Instruções a seguir: No texto sobre a série Borgen, quantas temporadas tem a série e quantos capítulos há em cada uma?

Texto para leitura:

Como dissemos posts atrás, estamos vendo por aqui uma série dinamarquesa que recomendamos com entusiasmo, Borgen, à disposição no Netflix. Exibida dez anos atrás, com três temporadas de dez capítulos de 1h, concentra suas atenções nas atribulações de uma recém-empossada Primeira-Ministra. Os núcleos estão na sede do governo, na família da protagonista e na cobertura diária da imprensa.
Ontem, no início de sua terceira temporada, conversávamos sobre a austeridade que observamos entre os homens públicos dinamarqueses. Sendo uma nação notoriamente rica, com invejáveis índices de desenvolvimento humano e questões sociais consideravelmente menos graves até mesmo em relação a alguns vizinhos europeus, os mais desavisados poderiam imaginar seus políticos em um permanente fausto – banhando-se com leite de cabra, degustando iguarias sem paralelo e habitando casarões invejáveis, estes com alguns carros mui atraentes em suas garagens.
Não, não, não… nada é assim.
Como entre suecos e noruegueses, de quem são próximos histórica e culturalmente, bem como entre outros países próximos geograficamente, o luxo não é uma marca da casta política. Há uma exigência implícita – e, se necessário, explícita – quanto à discrição e parcimônia, e os salários estão longe de ser um fortíssimo atrativo para a vida pública. Sinais de riqueza ou de enriquecimento seriam, antes de tudo, uma cafonice.

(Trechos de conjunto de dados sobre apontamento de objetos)
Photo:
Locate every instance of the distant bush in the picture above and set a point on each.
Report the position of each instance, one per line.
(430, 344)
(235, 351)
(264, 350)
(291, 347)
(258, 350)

Em resposta: Três temporadas, cada uma com dez capítulos de 1h.